** START Source document **

It is widely recognized that ample time, allowances for things to go wrong, rigorous care and attention to detail, and expert knowledge are required to perfect a game-changing innovation. It is not widely recognized, however, that the same is true of preparing a winning application. If you have the necessary expertise to do this yourself, great. If not, get outside help, if only to review what you have done to be sure nothing is overlooked. One or two seemingly small details can make the critical difference between an application that succeeds and one that does not.

Here is a list of 40 common mistakes that will cause an otherwise good proposal or application to be rejected.

The list includes the common mistakes that we have encountered in preparing applications and proposals, along with excerpts from “SBIR/STTR Phase 1 Proposal Preparation” by Jim Greenwood of Greenwood Consulting Group (GJG), Sanibel Island, Florida, who provides training, presents workshops, and is an expert in preparing winning Small Business Innovation and Research and Small Business Technology Transfer (SBIR/STTR) applications.

Greenwood’s list includes not only the common mistakes he has experienced in guiding applicants through the SBIR/STTR process, but those regularly encountered and reported to him by the reviewers of applications in the agencies that fund SBIR/STTR applications.

Here’s the first mistake that LEC, ADE and GCG regularly encounter:

1. Starting too late

It is critical to ensure that adequate time is available to prepare an application. The more time available, the better the result. It is recommended that applicants allow at least 60 days to prepare an application, bid submission, or response to a RFP … and more, if possible. Even a one-week delay in startup will impact the application or proposal. Quality – and attention to detail – will suffer further with each week of delay. This is because some of the critical steps necessary to prepare the best work product possible will have to be sacrificed to meet delivery requirements while everything else must be squeezed down into less time.

** END Source document **

**Work instructions:**
1. In the text on application mistakes, what is the minimum number of days applicants should allow to prepare an application?
2. Duplicate a passage from the text on application mistakes, beginning at the words "It is widely" and stopping after "to be rejected.".

** START Information shown **

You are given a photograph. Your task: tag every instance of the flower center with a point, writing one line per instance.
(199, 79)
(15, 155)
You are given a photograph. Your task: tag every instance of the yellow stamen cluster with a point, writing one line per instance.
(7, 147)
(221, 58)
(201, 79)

** END Information shown **

**Task-by-task results:**
1. At least 60 days.

2.
It is widely recognized that ample time, allowances for things to go wrong, rigorous care and attention to detail, and expert knowledge are required to perfect a game-changing innovation. It is not widely recognized, however, that the same is true of preparing a winning application. If you have the necessary expertise to do this yourself, great. If not, get outside help, if only to review what you have done to be sure nothing is overlooked. One or two seemingly small details can make the critical difference between an application that succeeds and one that does not.

Here is a list of 40 common mistakes that will cause an otherwise good proposal or application to be rejected.